The input:
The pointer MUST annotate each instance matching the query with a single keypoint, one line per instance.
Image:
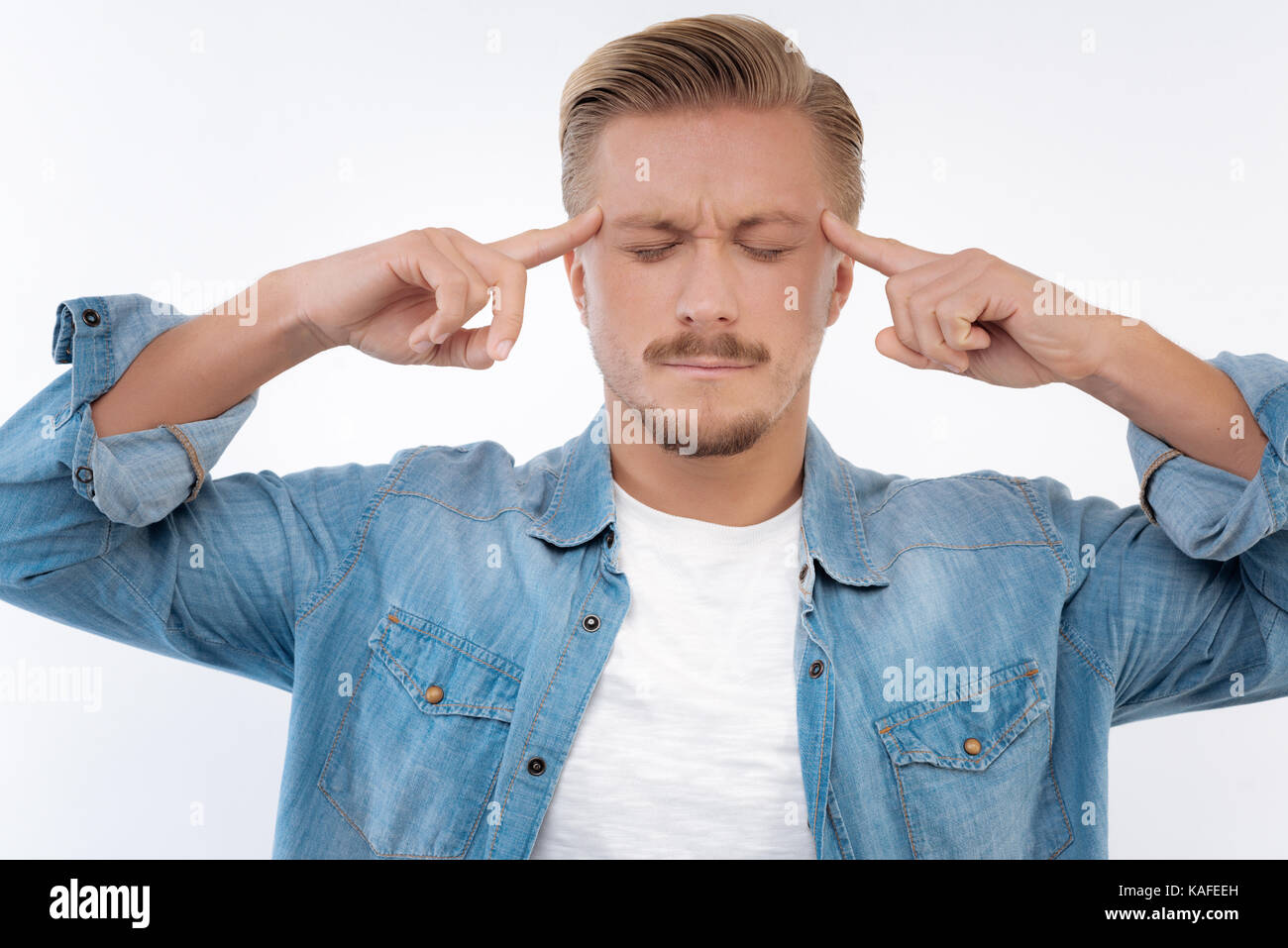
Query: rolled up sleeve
(137, 476)
(1206, 511)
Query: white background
(161, 149)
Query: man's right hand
(421, 286)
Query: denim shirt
(962, 648)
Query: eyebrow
(655, 222)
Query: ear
(841, 286)
(576, 270)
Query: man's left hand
(974, 312)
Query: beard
(719, 429)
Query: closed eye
(765, 254)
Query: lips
(706, 364)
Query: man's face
(709, 254)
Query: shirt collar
(581, 505)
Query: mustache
(722, 347)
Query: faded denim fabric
(441, 620)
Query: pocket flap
(967, 732)
(445, 673)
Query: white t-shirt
(688, 746)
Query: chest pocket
(975, 777)
(417, 751)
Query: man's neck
(734, 491)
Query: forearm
(209, 364)
(1177, 397)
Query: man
(691, 630)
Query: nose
(707, 298)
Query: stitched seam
(854, 517)
(835, 831)
(956, 546)
(536, 716)
(958, 700)
(192, 459)
(1055, 548)
(416, 685)
(1000, 738)
(458, 510)
(438, 638)
(1090, 664)
(362, 539)
(822, 738)
(1059, 796)
(559, 492)
(917, 481)
(903, 805)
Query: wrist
(278, 305)
(1124, 350)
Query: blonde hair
(707, 62)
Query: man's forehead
(683, 220)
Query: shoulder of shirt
(480, 479)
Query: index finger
(883, 254)
(541, 244)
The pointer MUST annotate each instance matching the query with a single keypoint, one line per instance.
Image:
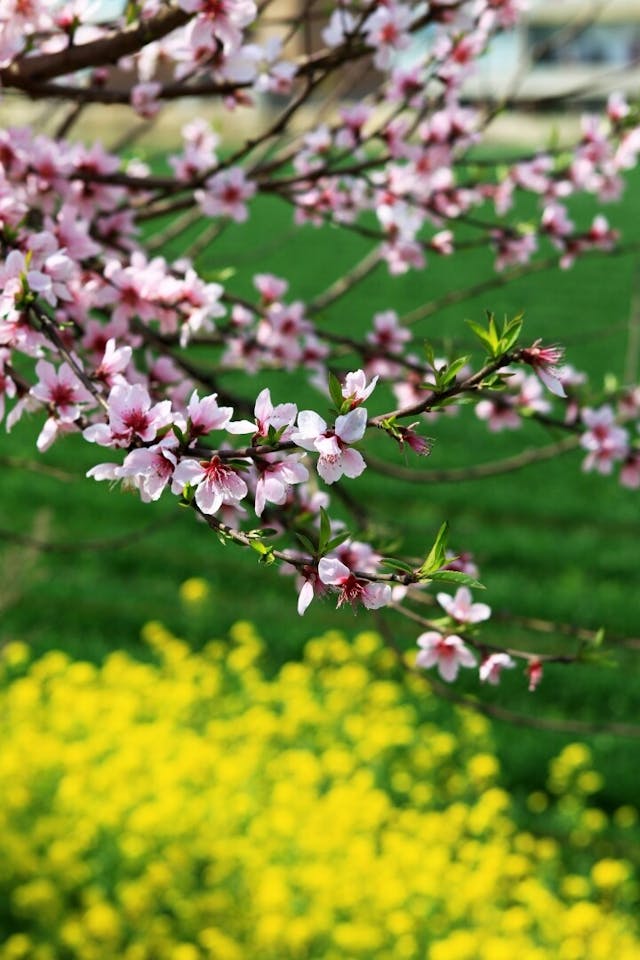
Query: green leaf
(265, 553)
(455, 367)
(437, 555)
(306, 543)
(394, 564)
(456, 576)
(336, 541)
(510, 332)
(429, 354)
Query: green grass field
(551, 541)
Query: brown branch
(495, 712)
(96, 53)
(478, 471)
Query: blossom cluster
(327, 811)
(106, 336)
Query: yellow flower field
(192, 808)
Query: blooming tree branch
(106, 336)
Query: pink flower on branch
(605, 441)
(461, 609)
(132, 417)
(60, 390)
(493, 665)
(448, 653)
(353, 590)
(336, 456)
(355, 388)
(544, 361)
(216, 483)
(275, 477)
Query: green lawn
(551, 541)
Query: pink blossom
(460, 607)
(132, 416)
(351, 589)
(204, 415)
(448, 653)
(336, 457)
(387, 29)
(534, 673)
(275, 478)
(144, 99)
(115, 361)
(280, 417)
(605, 441)
(493, 665)
(151, 468)
(216, 482)
(544, 361)
(355, 388)
(341, 24)
(60, 390)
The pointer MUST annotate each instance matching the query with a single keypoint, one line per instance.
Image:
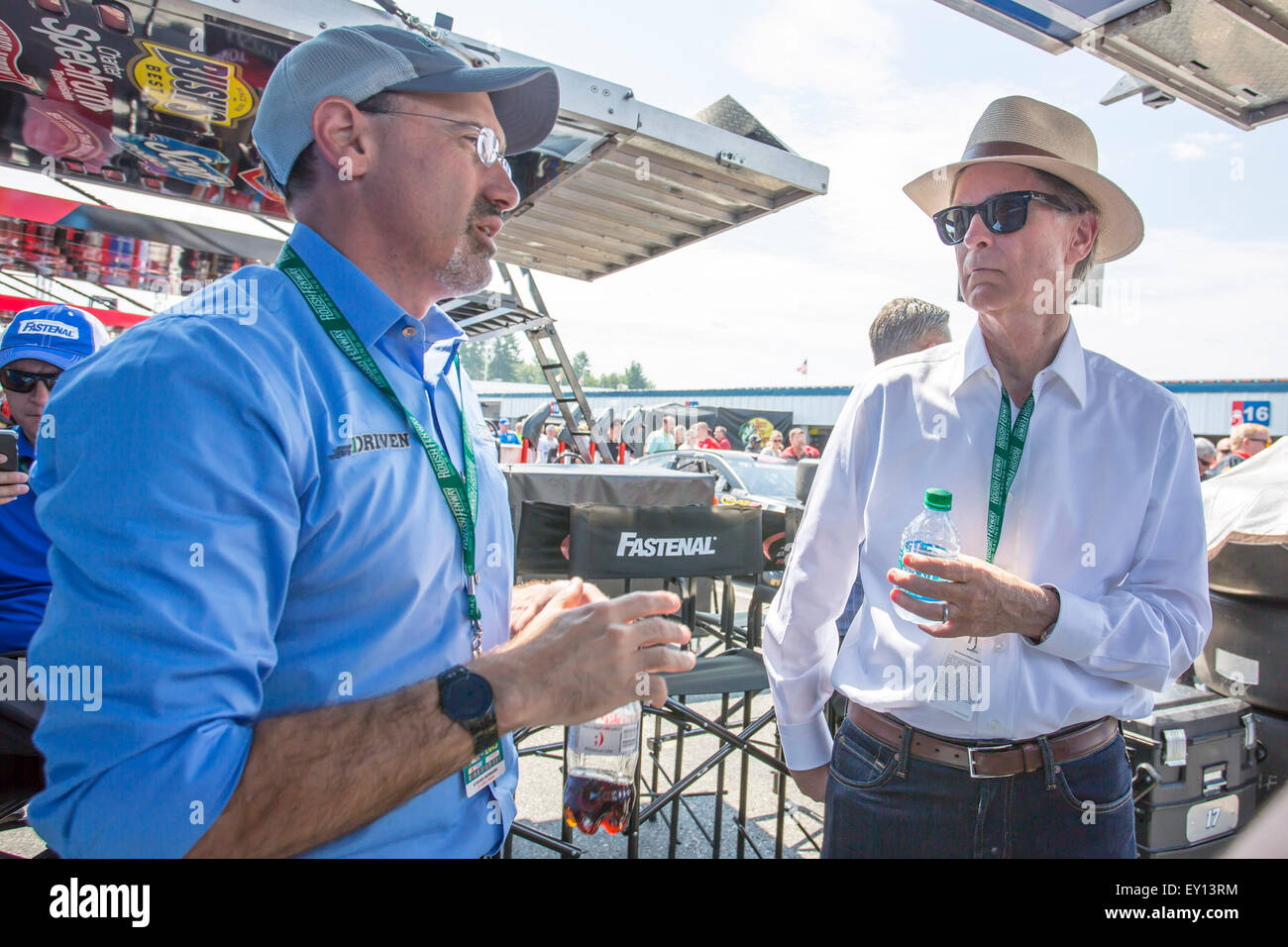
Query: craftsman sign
(1249, 412)
(11, 48)
(171, 158)
(191, 85)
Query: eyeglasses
(1001, 213)
(24, 381)
(487, 145)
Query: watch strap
(481, 728)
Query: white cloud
(1185, 151)
(1197, 146)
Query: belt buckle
(970, 759)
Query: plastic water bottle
(930, 534)
(601, 757)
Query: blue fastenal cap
(55, 334)
(356, 62)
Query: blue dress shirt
(24, 575)
(244, 527)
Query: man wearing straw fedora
(990, 727)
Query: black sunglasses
(24, 381)
(1003, 214)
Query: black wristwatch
(467, 697)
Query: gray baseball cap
(356, 62)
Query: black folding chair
(22, 768)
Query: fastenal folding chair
(22, 768)
(683, 544)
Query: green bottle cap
(939, 499)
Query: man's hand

Prompt: Beginning at the line that holds "Query: eyeglasses", write out word for word each line through the end of the records.

The solution:
Query: eyeglasses
(1001, 213)
(24, 381)
(487, 145)
Query: watch strap
(481, 728)
Query: white cloud
(1185, 151)
(1197, 146)
Query: belt buckle
(970, 759)
Query: plastic water bottle
(930, 534)
(601, 757)
Query: blue fastenal cap
(55, 334)
(356, 62)
Query: blue dress shirt
(24, 575)
(244, 527)
Query: man wearing straw fedora
(990, 727)
Query: black sunglasses
(24, 381)
(1003, 214)
Query: black wristwatch
(467, 697)
Query: gray baseball cap
(356, 62)
Query: black folding chair
(22, 768)
Query: fastenal folding chair
(22, 768)
(683, 544)
Query: green bottle cap
(939, 499)
Query: man's hand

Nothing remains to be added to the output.